> [What you need to do]:
The full set of entries, reproduced exactly, is the expected answer.

> [Information provided]:
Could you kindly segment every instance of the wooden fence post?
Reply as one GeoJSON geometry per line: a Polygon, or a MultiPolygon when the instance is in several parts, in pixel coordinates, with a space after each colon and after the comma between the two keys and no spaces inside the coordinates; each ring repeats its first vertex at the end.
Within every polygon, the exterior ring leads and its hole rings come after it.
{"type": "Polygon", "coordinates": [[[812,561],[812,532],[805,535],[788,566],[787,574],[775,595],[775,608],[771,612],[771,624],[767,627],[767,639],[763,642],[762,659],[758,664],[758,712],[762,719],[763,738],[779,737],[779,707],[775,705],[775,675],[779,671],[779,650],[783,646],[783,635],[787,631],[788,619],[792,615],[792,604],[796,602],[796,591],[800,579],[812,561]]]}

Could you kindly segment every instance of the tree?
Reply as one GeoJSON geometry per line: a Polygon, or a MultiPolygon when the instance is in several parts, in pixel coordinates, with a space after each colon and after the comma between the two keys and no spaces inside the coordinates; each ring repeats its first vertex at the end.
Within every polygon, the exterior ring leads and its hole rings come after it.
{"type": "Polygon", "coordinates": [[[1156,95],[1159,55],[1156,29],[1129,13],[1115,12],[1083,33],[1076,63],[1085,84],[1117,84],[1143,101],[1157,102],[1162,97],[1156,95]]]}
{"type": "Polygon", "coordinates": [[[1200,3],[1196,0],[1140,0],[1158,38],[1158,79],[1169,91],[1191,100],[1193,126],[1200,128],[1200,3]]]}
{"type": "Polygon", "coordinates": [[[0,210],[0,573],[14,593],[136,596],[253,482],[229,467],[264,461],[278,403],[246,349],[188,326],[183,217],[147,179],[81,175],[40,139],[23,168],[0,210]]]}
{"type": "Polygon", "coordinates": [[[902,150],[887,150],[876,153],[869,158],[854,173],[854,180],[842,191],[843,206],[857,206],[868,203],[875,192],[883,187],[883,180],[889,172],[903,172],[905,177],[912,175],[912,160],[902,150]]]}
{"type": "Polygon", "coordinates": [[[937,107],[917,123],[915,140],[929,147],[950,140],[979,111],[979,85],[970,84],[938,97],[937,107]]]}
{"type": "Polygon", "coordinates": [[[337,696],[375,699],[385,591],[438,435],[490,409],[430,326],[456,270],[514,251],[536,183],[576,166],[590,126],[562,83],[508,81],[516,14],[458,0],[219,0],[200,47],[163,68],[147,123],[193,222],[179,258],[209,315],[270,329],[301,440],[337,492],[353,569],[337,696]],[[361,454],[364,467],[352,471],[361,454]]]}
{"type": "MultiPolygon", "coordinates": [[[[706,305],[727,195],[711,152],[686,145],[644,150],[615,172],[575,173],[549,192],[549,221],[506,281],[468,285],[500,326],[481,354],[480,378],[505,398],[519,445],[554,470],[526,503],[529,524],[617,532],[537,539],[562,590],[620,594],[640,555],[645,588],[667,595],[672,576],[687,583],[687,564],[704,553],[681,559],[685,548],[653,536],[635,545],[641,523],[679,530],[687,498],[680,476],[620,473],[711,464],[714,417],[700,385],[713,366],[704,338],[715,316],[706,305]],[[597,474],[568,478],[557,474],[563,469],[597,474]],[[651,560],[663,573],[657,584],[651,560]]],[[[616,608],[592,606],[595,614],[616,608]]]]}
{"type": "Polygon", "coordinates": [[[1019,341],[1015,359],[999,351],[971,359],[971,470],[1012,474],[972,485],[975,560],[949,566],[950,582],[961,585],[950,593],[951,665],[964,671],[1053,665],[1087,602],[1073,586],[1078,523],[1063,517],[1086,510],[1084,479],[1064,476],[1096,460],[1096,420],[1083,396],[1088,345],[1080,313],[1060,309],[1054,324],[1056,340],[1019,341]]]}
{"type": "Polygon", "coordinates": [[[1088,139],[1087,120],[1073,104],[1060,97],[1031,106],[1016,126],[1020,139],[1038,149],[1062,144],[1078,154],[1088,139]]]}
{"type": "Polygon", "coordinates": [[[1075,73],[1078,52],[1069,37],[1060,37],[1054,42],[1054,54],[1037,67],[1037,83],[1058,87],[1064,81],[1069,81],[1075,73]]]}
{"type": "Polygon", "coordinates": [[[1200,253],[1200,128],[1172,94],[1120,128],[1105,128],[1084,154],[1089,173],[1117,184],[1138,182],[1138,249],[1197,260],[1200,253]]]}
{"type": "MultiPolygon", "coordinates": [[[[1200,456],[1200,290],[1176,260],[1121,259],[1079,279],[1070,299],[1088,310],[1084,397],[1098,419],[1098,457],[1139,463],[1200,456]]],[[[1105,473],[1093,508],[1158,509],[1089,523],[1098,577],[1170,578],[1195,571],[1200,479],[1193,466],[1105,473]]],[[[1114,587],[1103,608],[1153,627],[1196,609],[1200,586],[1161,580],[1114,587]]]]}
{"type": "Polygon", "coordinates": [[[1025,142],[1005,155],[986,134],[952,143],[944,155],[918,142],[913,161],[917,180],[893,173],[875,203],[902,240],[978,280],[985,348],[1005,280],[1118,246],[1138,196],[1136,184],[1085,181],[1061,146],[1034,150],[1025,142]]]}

> [Answer area]:
Could you kindly segment every instance of the wooden fence post?
Reply as one GeoJSON geometry per line: a Polygon, or a MultiPolygon when the instance is in several parts, in pixel coordinates, with a space after each colon and after the comma between the two keys and no spaces inside the coordinates; each ring repeats its first vertex at the end.
Within every polygon, the exterior ring leads and its hole rings come after it.
{"type": "Polygon", "coordinates": [[[812,561],[812,532],[805,535],[788,566],[787,574],[775,595],[775,608],[771,612],[771,624],[767,627],[767,639],[763,642],[762,659],[758,664],[758,712],[762,719],[763,738],[779,737],[779,707],[775,705],[775,675],[779,671],[779,650],[783,646],[783,635],[787,631],[788,619],[792,615],[792,604],[796,602],[796,591],[800,579],[812,561]]]}

Could you kindly segment every instance of the tree?
Reply as one GeoJSON geometry per line: a Polygon, or a MultiPolygon when the instance is in several parts, in pixel coordinates, with a space after each colon and after the comma between the two keys and no spaces inside the coordinates; each ring repeats its first vertex at the end.
Within every polygon, the exterior ring leads and its hole rings come after it.
{"type": "Polygon", "coordinates": [[[1156,95],[1159,55],[1156,29],[1129,13],[1115,12],[1083,33],[1076,63],[1085,84],[1117,84],[1143,101],[1157,102],[1162,97],[1156,95]]]}
{"type": "Polygon", "coordinates": [[[1200,3],[1196,0],[1140,0],[1158,38],[1158,79],[1169,91],[1191,100],[1193,126],[1200,128],[1200,3]]]}
{"type": "Polygon", "coordinates": [[[0,210],[0,573],[14,593],[136,596],[253,482],[229,467],[264,461],[278,403],[246,349],[188,326],[183,217],[147,179],[81,175],[40,139],[23,168],[0,210]]]}
{"type": "Polygon", "coordinates": [[[902,150],[887,150],[876,153],[869,158],[854,173],[854,180],[842,191],[843,206],[857,206],[868,203],[875,192],[883,187],[883,180],[889,172],[903,172],[905,177],[912,175],[912,160],[902,150]]]}
{"type": "Polygon", "coordinates": [[[937,107],[917,123],[915,140],[929,147],[950,140],[979,111],[979,85],[970,84],[938,97],[937,107]]]}
{"type": "Polygon", "coordinates": [[[337,696],[375,699],[385,591],[438,435],[490,409],[430,326],[456,270],[514,251],[536,183],[576,166],[590,126],[562,83],[508,81],[516,14],[458,0],[219,0],[200,47],[163,68],[147,123],[193,222],[179,258],[209,315],[270,329],[301,440],[337,492],[353,569],[337,696]],[[361,454],[364,467],[352,471],[361,454]]]}
{"type": "MultiPolygon", "coordinates": [[[[706,305],[727,195],[711,152],[686,145],[644,150],[615,172],[575,173],[549,192],[549,221],[506,281],[468,285],[500,326],[481,354],[480,378],[505,398],[519,445],[554,470],[526,503],[529,524],[617,532],[537,539],[562,590],[620,594],[640,555],[645,588],[667,595],[672,576],[687,583],[687,564],[704,553],[681,559],[685,548],[653,536],[635,545],[641,523],[679,530],[687,498],[680,476],[620,473],[711,464],[714,417],[700,385],[713,366],[704,338],[715,316],[706,305]],[[597,474],[568,478],[557,474],[563,469],[597,474]],[[651,560],[663,573],[657,584],[651,560]]],[[[616,608],[592,606],[595,614],[616,608]]]]}
{"type": "Polygon", "coordinates": [[[1019,341],[1015,359],[999,351],[971,359],[971,470],[1012,474],[972,485],[975,560],[949,566],[950,582],[961,585],[950,593],[951,665],[964,671],[1053,665],[1087,602],[1073,586],[1078,523],[1063,517],[1086,510],[1084,479],[1064,476],[1096,460],[1096,420],[1083,396],[1088,345],[1080,313],[1060,309],[1054,324],[1056,340],[1019,341]]]}
{"type": "Polygon", "coordinates": [[[1088,139],[1087,120],[1073,104],[1060,97],[1031,106],[1016,126],[1020,139],[1038,149],[1062,144],[1078,154],[1088,139]]]}
{"type": "Polygon", "coordinates": [[[1075,73],[1078,52],[1069,37],[1060,37],[1054,42],[1054,54],[1037,67],[1037,83],[1058,87],[1064,81],[1069,81],[1075,73]]]}
{"type": "Polygon", "coordinates": [[[1200,253],[1200,128],[1172,94],[1120,128],[1105,128],[1084,154],[1089,173],[1117,184],[1138,182],[1138,249],[1197,260],[1200,253]]]}
{"type": "MultiPolygon", "coordinates": [[[[1200,456],[1200,290],[1176,260],[1121,259],[1079,279],[1070,299],[1088,310],[1084,397],[1098,419],[1098,457],[1139,463],[1200,456]]],[[[1105,473],[1093,508],[1158,509],[1089,523],[1098,577],[1170,578],[1195,571],[1200,479],[1193,466],[1105,473]]],[[[1114,587],[1103,608],[1153,627],[1196,609],[1200,586],[1161,580],[1114,587]]]]}
{"type": "Polygon", "coordinates": [[[1025,142],[1005,155],[986,134],[952,143],[944,155],[918,142],[913,161],[917,180],[893,173],[875,203],[902,240],[978,280],[985,348],[1005,280],[1118,246],[1138,196],[1136,184],[1085,181],[1061,146],[1034,150],[1025,142]]]}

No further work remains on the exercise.